LISTED RECORDS:
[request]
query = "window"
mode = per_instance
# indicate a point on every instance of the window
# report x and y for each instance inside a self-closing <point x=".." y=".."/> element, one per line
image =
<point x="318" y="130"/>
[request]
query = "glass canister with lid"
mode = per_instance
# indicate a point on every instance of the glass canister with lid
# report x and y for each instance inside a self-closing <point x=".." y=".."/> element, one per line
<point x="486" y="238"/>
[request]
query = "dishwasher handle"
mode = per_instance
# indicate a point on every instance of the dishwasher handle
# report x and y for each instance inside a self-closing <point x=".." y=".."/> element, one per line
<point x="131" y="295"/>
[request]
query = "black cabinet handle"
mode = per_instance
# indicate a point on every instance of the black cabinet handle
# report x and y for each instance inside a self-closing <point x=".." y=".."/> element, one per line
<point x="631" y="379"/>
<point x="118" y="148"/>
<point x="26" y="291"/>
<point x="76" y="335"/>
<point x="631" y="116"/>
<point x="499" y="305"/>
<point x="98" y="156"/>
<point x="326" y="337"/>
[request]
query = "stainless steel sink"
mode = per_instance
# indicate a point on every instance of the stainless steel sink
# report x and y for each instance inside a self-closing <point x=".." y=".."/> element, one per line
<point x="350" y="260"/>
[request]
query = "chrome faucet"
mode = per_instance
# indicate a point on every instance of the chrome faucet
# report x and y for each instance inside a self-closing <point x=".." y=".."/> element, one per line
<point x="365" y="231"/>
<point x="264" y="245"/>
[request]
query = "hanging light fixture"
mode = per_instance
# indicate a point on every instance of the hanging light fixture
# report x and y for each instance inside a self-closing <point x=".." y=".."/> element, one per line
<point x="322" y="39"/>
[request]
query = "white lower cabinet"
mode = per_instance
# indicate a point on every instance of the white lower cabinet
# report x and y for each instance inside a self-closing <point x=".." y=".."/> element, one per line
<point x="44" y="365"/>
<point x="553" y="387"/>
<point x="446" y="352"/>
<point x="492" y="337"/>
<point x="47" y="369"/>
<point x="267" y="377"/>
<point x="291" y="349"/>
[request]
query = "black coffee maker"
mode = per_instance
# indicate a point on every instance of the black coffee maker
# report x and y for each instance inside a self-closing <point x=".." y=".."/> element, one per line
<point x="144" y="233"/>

WHAT YOU HAVE TO DO:
Copy task for the entries above: every line with the string "cabinet".

TASK SOLUTION:
query = "black cabinet handle"
# indicate a point on every instance of the black cabinet handle
query = "white lower cabinet"
# indicate a point on every instance of the white lower cabinet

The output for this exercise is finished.